▶ [Data extract]
━━━━━━━━━━
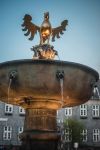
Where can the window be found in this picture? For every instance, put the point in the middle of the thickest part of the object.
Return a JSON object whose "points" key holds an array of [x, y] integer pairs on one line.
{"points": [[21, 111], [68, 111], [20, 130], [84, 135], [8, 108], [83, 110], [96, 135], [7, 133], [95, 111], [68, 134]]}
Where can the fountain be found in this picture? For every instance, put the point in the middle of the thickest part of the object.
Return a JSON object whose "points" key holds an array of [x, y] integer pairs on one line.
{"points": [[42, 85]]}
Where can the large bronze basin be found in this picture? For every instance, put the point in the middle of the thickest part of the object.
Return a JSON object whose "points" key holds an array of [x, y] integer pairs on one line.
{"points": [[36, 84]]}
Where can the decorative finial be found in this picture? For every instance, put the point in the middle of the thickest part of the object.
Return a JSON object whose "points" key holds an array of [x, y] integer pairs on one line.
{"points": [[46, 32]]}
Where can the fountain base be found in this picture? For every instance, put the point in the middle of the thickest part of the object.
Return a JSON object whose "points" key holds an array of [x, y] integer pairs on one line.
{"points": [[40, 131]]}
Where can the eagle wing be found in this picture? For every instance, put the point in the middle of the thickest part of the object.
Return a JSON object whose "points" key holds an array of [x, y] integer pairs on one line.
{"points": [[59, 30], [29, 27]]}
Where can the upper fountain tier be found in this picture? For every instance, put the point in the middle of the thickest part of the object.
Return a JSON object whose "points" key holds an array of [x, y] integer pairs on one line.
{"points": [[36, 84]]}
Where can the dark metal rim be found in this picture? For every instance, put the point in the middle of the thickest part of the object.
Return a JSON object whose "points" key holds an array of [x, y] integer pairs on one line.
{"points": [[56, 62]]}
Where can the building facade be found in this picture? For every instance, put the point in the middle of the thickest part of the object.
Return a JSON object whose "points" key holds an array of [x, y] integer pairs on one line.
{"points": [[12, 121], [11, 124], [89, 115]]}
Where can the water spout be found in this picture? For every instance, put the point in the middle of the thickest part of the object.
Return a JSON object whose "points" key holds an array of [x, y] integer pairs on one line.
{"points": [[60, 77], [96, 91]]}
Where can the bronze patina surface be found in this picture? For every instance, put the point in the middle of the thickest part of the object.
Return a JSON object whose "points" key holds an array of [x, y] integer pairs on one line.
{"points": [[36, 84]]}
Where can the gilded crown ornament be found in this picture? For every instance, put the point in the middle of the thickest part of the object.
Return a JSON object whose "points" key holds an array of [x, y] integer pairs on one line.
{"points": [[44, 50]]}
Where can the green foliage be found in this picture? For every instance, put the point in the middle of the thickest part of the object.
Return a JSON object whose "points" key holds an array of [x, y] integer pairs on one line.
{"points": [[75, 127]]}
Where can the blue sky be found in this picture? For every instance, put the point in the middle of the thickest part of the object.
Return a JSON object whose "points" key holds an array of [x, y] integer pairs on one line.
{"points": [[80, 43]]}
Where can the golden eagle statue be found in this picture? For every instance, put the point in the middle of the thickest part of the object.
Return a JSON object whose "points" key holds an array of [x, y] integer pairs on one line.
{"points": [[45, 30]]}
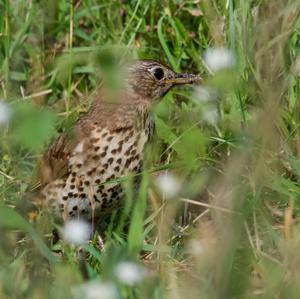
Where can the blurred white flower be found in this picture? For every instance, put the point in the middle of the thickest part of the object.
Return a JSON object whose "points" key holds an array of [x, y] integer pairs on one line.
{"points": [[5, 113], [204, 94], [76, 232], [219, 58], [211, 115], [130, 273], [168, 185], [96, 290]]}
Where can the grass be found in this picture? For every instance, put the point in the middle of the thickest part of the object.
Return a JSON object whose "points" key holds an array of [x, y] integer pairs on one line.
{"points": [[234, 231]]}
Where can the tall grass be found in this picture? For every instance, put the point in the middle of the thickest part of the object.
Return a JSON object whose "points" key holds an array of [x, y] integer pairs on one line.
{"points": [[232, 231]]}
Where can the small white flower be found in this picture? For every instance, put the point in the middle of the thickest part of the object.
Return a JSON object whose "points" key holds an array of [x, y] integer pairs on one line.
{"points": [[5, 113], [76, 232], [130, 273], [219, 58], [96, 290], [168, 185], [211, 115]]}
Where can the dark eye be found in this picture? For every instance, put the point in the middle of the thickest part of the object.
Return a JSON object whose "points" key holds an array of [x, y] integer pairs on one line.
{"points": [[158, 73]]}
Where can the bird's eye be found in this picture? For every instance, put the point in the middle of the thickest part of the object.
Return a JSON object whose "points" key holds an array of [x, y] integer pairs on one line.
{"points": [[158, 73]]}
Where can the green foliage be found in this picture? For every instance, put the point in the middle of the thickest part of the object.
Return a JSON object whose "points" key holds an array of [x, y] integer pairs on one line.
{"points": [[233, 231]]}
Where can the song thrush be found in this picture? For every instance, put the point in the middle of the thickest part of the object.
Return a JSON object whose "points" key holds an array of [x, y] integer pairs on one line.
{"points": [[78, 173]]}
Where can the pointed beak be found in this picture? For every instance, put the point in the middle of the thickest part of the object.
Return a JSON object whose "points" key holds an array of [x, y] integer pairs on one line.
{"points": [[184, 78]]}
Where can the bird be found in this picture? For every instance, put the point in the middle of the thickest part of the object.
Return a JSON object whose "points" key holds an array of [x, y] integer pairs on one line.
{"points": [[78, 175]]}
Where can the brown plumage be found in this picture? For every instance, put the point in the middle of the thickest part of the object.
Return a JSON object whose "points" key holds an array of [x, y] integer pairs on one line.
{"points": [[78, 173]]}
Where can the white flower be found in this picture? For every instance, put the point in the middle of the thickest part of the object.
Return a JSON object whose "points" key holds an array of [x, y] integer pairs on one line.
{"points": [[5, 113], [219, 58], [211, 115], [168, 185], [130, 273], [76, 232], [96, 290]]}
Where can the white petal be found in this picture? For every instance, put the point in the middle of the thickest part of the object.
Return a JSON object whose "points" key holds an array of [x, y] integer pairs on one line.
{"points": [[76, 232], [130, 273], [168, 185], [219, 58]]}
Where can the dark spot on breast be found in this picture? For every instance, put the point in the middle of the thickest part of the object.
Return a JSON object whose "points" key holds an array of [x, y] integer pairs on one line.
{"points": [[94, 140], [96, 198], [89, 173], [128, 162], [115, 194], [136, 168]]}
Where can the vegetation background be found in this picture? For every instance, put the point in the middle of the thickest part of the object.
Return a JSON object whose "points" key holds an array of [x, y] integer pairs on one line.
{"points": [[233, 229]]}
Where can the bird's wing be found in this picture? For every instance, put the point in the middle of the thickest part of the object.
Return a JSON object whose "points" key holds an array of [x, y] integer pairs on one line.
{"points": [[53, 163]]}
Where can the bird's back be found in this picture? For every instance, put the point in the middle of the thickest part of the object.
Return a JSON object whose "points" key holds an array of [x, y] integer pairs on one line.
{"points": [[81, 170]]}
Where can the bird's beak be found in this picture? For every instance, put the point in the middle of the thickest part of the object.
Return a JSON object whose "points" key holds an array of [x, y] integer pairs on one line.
━━━━━━━━━━
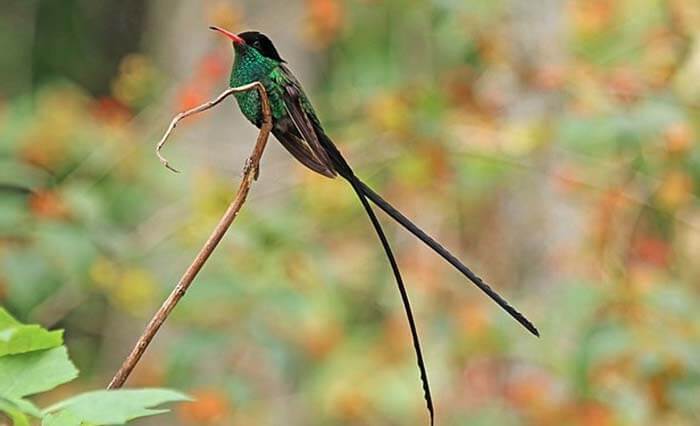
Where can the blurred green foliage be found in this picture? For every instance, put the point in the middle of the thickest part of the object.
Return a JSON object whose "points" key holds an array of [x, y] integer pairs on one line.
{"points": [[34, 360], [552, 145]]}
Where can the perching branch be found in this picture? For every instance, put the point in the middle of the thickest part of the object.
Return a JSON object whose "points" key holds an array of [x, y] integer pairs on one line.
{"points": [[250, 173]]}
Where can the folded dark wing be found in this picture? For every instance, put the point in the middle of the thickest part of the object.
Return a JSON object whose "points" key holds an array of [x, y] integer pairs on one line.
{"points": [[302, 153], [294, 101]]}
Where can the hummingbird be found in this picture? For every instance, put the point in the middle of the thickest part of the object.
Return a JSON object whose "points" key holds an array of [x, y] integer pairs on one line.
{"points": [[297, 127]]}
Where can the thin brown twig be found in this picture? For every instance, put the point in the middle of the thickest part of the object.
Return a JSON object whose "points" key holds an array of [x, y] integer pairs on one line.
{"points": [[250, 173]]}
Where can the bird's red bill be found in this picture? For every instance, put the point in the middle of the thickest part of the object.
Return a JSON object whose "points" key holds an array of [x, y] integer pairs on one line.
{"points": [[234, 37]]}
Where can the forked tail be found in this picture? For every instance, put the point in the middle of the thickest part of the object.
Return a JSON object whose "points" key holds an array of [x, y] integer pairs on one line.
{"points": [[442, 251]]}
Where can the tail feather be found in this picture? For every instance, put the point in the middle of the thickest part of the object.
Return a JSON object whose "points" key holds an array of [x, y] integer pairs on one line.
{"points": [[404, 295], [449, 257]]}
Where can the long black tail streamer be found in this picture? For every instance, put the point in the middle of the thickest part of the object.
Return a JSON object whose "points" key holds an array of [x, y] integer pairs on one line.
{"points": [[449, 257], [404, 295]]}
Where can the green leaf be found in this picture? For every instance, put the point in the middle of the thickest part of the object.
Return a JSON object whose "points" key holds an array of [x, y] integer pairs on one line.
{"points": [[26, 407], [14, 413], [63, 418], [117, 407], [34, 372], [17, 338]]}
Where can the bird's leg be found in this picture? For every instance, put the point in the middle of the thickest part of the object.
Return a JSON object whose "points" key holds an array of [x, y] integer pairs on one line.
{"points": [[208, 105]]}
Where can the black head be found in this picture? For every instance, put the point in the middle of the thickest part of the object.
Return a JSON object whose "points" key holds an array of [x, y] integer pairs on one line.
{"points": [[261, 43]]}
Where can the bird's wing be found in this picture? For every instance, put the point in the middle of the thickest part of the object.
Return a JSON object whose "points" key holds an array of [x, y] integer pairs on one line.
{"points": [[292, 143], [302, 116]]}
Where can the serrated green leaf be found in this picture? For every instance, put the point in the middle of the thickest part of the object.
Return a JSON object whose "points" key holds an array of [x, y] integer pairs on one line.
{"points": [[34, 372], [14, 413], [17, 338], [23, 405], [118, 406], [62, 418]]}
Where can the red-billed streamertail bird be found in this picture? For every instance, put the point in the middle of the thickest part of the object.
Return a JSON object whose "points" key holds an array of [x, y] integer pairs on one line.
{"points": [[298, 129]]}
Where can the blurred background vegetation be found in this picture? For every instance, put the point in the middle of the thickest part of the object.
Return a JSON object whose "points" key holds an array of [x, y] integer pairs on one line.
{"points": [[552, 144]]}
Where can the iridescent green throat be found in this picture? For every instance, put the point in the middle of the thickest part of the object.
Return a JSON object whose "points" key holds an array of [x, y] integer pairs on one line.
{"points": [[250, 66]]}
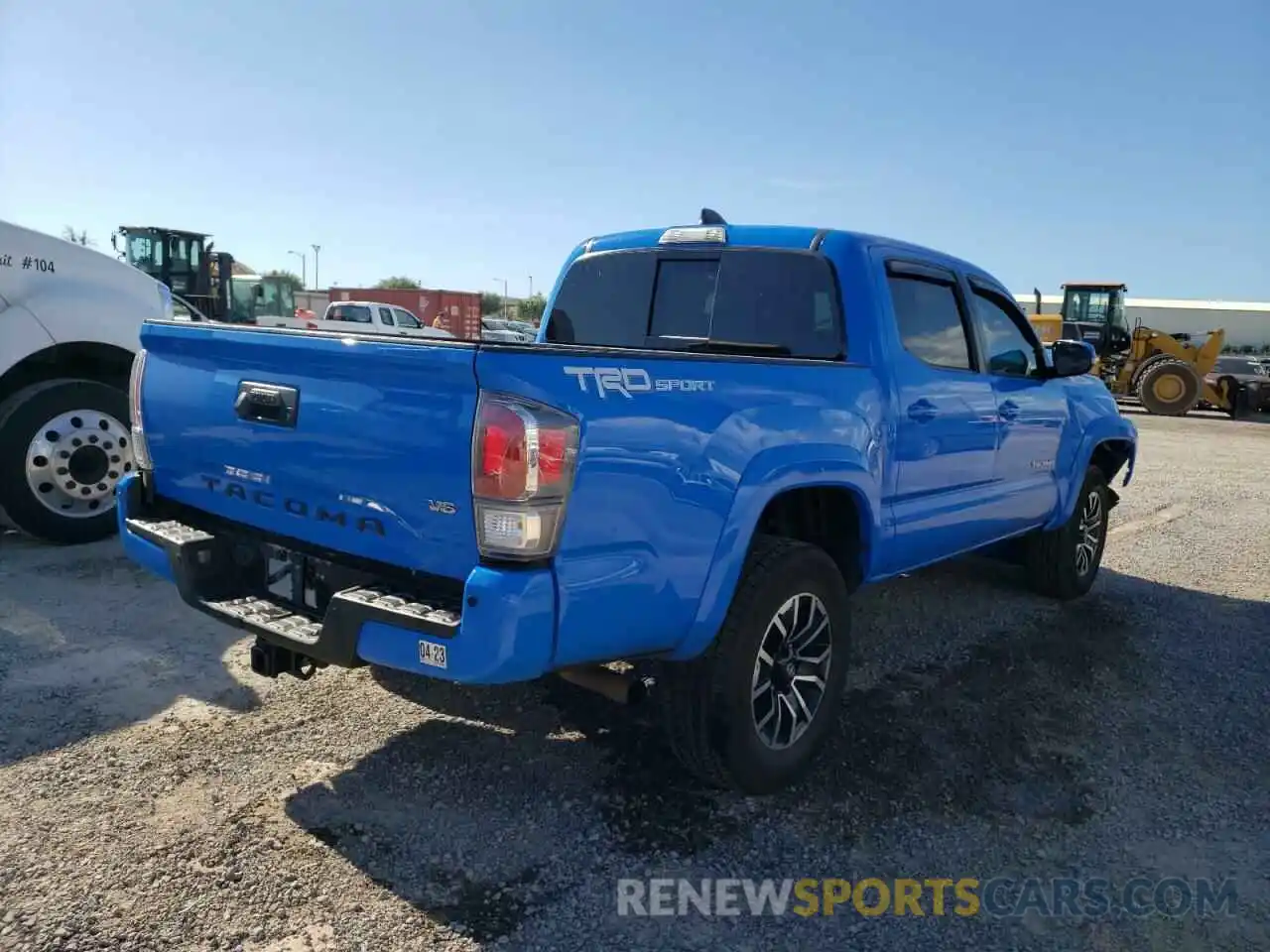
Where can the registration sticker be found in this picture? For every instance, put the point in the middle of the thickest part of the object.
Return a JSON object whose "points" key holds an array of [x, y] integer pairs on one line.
━━━━━━━━━━
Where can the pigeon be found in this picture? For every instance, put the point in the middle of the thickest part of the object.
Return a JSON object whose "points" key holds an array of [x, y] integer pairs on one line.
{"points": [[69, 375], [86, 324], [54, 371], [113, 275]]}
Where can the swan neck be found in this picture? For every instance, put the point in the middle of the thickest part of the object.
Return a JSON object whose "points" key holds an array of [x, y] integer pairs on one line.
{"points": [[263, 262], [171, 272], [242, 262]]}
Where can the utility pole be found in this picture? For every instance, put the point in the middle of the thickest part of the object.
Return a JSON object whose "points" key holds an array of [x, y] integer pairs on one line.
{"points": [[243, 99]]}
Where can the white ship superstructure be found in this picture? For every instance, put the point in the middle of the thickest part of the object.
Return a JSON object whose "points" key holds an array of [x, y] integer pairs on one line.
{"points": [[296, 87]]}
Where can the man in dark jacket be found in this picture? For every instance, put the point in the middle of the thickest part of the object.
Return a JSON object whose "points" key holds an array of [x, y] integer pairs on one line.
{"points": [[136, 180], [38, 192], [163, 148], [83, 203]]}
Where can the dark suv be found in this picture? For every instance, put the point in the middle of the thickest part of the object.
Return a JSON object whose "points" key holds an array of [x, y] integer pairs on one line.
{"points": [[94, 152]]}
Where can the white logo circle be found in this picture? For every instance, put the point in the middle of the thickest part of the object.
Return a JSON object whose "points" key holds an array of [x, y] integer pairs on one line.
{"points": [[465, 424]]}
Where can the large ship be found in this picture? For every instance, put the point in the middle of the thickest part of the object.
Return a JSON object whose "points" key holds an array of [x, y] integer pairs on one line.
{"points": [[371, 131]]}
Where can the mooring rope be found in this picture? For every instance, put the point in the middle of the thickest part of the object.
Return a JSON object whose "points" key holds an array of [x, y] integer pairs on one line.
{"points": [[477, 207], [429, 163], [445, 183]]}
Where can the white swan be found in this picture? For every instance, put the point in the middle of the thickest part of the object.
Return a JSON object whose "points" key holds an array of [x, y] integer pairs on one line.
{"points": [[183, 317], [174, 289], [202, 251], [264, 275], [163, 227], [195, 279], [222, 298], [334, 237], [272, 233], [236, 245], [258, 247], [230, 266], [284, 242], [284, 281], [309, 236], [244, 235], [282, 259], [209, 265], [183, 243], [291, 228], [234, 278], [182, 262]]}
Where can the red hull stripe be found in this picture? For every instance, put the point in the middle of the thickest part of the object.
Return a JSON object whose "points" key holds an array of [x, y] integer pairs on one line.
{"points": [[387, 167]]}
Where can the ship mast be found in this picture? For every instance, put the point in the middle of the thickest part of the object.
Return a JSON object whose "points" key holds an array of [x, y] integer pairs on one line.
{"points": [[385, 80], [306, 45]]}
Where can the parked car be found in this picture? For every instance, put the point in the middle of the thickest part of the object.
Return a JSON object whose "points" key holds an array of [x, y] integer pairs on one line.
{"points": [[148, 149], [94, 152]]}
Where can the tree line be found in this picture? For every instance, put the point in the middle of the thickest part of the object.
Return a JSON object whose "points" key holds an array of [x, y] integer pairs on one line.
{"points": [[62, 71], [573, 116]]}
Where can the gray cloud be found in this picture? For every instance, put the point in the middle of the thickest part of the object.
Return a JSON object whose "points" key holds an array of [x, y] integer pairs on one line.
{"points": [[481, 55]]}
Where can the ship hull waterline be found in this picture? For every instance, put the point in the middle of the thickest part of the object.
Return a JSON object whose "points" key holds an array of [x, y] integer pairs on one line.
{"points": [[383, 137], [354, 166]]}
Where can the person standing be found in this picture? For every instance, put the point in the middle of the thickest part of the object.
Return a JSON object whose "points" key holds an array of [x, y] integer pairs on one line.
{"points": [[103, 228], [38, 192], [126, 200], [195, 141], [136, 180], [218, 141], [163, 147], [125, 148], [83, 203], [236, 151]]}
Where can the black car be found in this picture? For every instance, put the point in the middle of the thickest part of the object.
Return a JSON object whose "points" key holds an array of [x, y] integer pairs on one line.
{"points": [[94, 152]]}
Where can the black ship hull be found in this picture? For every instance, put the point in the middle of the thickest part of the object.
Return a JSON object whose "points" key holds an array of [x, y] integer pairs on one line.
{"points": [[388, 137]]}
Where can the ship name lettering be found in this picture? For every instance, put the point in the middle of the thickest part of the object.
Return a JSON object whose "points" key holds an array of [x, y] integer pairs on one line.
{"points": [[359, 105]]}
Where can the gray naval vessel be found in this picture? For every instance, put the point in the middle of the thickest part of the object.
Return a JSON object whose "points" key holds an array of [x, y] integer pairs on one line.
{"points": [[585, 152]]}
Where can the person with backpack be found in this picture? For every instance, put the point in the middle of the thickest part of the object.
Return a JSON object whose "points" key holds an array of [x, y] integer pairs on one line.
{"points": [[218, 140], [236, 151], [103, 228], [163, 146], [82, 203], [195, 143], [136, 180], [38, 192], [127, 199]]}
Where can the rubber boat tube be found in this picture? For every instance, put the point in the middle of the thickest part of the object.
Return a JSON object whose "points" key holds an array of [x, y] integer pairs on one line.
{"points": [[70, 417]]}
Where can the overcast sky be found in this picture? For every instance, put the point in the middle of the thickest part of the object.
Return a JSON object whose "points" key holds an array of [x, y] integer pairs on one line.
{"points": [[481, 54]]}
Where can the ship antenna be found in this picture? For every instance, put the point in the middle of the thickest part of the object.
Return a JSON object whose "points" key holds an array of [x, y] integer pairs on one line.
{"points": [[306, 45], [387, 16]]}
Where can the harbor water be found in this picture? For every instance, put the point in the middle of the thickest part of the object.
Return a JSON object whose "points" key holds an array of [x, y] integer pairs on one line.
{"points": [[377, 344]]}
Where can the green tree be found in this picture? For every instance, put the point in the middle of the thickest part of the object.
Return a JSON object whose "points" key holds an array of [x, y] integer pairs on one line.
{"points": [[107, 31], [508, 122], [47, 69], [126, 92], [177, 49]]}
━━━━━━━━━━
▶ [Problem details] Pick out every line in the listing above that contains the word "background" and copy each one in full.

▶ [Answer to this problem]
Where can the vegetation background be found in this picture? For every instance, put the point in the middle of the thickest part of the object.
Where can the blurred background vegetation be found in this picture? For every instance, put the point in the middle of the thickest part of the object.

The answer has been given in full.